Your goal.
Print the lines below exactly, beginning with the one that contains "Target: gravel embankment" and stopping after the last line.

--------------------------------

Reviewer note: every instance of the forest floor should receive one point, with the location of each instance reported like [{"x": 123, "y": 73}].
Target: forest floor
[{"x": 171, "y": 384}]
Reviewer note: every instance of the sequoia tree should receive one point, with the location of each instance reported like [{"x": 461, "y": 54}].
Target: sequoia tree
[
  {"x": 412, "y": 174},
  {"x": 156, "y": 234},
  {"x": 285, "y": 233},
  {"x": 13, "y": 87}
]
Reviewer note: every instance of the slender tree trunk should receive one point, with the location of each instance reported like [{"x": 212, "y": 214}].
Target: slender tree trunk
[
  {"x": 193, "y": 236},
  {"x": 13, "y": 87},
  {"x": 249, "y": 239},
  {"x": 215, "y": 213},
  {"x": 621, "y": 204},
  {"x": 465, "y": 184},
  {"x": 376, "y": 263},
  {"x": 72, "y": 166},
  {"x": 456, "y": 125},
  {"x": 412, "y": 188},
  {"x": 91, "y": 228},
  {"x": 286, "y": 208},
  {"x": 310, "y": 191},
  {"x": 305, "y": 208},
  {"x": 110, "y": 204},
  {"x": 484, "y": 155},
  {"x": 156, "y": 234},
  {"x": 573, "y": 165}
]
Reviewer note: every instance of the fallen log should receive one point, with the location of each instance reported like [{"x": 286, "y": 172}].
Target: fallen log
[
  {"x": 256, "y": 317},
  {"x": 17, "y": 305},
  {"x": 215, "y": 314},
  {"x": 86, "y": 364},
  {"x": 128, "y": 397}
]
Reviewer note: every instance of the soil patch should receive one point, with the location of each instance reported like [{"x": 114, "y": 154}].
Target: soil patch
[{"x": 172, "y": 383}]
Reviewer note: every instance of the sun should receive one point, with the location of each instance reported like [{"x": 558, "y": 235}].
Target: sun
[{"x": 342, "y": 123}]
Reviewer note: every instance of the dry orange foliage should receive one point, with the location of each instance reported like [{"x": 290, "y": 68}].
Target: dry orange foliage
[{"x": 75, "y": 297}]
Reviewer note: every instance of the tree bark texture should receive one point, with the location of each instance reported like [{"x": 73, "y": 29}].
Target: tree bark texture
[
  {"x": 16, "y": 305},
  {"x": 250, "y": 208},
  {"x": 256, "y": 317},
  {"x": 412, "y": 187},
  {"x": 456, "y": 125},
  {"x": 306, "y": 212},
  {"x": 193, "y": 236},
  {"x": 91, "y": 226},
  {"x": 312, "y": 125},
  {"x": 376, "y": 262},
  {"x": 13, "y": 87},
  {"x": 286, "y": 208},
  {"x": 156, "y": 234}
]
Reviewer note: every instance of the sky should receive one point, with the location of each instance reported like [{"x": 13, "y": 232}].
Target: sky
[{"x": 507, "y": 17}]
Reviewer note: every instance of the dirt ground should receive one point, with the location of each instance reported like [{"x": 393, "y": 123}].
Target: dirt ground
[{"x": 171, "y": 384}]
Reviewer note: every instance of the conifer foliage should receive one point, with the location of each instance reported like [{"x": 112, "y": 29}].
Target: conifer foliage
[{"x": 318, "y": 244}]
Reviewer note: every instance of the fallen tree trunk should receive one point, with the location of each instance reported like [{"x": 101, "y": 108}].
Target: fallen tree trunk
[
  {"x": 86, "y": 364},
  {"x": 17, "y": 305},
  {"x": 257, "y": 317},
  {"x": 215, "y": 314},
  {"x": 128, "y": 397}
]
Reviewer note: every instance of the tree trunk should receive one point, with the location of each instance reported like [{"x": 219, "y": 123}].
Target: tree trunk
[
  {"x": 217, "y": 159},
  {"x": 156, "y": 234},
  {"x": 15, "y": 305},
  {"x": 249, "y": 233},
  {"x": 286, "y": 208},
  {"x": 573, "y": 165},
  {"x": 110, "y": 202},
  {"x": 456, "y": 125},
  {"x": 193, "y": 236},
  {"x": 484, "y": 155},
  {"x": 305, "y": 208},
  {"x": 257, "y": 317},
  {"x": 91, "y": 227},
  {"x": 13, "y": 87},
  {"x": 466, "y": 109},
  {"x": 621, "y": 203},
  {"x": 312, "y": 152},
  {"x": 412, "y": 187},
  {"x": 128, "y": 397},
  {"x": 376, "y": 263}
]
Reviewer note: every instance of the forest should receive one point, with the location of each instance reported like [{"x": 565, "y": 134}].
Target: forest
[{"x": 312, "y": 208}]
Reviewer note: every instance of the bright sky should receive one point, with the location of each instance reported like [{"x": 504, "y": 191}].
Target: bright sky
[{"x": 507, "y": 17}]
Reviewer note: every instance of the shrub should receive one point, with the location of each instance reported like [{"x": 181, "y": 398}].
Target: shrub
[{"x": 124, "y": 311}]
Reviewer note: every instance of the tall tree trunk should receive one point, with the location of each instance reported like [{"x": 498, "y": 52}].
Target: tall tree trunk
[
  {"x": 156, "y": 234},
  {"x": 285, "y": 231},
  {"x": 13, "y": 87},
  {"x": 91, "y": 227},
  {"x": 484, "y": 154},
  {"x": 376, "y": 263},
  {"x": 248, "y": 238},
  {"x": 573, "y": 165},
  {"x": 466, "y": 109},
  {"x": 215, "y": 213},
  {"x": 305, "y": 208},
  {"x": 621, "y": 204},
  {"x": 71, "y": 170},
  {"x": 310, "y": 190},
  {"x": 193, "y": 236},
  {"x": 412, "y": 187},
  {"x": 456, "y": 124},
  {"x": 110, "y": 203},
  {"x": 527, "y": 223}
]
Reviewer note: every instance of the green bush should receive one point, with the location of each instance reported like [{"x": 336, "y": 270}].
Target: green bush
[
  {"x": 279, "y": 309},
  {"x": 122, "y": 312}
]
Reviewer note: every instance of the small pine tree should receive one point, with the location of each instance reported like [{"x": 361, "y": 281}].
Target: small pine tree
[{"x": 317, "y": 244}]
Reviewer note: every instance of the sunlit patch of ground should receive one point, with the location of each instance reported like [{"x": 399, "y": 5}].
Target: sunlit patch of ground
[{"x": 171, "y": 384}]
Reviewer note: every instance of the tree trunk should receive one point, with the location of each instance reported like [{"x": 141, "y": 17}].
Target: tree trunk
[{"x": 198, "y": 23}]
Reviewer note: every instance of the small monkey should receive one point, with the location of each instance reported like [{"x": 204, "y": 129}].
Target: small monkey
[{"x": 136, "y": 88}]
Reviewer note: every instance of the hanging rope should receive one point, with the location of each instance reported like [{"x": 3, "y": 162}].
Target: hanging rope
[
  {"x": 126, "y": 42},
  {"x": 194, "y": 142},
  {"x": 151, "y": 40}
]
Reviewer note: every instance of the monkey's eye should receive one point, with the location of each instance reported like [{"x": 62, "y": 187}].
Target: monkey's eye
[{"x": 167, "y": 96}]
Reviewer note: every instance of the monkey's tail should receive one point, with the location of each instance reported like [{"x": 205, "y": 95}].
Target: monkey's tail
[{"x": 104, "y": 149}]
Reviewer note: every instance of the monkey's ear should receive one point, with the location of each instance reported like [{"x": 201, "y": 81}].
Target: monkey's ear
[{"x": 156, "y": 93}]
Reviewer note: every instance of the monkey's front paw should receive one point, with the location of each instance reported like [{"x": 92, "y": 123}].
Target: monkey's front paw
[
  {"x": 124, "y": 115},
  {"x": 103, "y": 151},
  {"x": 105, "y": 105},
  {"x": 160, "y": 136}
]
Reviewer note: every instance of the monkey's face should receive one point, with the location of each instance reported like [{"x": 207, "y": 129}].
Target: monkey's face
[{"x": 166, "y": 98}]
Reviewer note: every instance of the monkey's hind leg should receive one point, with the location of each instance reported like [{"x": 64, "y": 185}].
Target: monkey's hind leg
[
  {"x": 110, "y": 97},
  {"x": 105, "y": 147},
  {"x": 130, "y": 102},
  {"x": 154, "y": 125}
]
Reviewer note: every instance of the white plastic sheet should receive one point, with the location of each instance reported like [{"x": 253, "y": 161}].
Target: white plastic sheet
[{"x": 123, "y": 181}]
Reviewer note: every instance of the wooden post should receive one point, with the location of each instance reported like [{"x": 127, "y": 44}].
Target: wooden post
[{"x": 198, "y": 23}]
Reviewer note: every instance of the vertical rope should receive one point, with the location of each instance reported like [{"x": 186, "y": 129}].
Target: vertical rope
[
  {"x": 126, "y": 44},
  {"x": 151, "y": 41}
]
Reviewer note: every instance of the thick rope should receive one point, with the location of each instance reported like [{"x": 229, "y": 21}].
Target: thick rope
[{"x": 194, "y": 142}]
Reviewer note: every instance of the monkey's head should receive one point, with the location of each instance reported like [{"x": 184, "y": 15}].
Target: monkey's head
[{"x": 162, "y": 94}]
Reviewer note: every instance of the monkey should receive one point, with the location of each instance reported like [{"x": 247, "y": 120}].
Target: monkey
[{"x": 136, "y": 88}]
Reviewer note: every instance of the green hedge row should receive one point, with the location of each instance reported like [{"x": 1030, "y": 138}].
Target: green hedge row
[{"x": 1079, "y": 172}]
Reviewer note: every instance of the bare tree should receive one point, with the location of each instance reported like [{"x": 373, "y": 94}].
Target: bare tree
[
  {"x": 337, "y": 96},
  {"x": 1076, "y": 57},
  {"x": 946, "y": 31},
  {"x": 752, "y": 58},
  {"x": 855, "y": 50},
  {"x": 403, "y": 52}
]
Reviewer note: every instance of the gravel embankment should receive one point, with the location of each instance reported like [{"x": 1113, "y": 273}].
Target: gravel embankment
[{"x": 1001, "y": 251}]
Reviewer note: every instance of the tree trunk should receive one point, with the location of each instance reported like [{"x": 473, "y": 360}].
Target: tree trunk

--------------------------------

Reply to the exercise.
Target: gravel embankment
[{"x": 1001, "y": 251}]
Reviewer note: every instance of the tree trunk should receive one point, with the location of each instance reported like [{"x": 473, "y": 360}].
Target: tree trunk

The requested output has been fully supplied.